## Begin Data shown
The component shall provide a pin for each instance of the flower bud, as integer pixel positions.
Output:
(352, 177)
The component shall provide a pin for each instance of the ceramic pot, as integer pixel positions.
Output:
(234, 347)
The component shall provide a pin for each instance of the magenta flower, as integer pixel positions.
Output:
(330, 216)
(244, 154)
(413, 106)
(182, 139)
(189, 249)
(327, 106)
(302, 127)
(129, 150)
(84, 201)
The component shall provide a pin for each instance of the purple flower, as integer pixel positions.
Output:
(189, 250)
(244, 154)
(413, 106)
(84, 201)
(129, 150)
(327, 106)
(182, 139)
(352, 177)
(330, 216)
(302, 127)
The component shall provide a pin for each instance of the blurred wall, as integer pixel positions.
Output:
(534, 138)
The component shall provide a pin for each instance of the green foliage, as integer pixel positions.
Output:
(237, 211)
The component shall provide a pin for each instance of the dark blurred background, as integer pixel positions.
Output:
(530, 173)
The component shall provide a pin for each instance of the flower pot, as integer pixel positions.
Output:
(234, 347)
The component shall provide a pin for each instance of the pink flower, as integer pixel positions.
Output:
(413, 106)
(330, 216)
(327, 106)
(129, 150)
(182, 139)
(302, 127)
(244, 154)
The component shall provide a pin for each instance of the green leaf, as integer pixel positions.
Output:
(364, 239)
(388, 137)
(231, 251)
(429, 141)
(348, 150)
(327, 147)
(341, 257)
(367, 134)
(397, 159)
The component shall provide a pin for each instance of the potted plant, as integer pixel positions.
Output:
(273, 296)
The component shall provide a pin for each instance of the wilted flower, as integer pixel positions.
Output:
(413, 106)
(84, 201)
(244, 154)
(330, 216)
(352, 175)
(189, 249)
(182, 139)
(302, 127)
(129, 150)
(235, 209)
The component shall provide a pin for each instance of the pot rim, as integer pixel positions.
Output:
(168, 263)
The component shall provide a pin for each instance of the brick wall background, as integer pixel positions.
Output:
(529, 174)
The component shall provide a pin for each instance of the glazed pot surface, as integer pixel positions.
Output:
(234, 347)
## End Data shown
## Begin Data shown
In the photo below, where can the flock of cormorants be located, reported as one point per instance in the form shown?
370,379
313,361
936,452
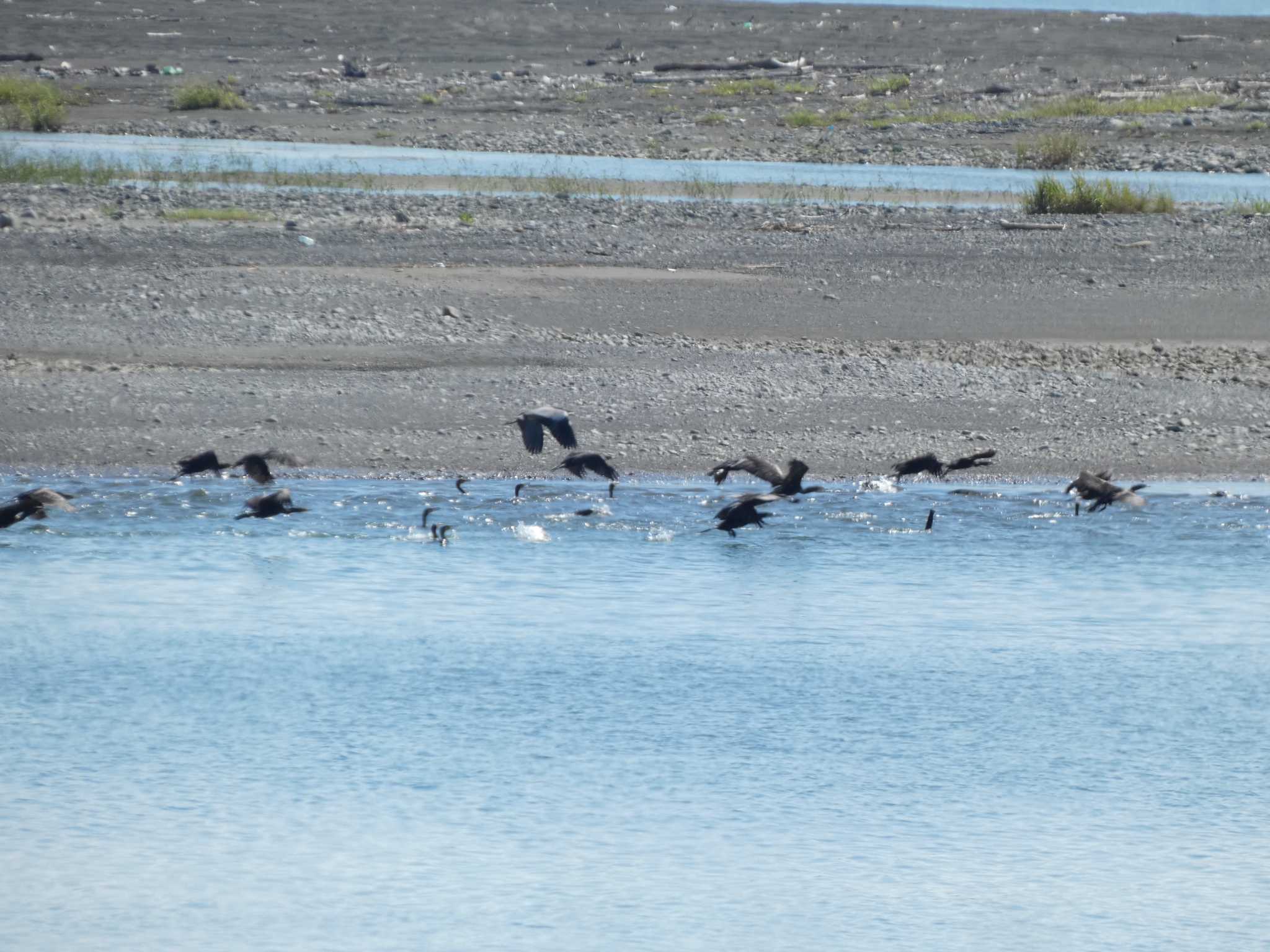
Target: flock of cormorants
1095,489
## End Data shown
## Begin Data shown
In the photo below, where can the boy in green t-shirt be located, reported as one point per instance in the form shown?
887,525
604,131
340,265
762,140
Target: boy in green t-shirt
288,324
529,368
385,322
## End Data shown
What is being asked. Report every line in the rows above that contains the word "background", copying each one in full.

Worked solution.
The component shall provide a pin for each instance of the dark blurred background, as integer pixel positions.
The component shall provide a pin for each instance of the brick wall background, as integer pixel positions.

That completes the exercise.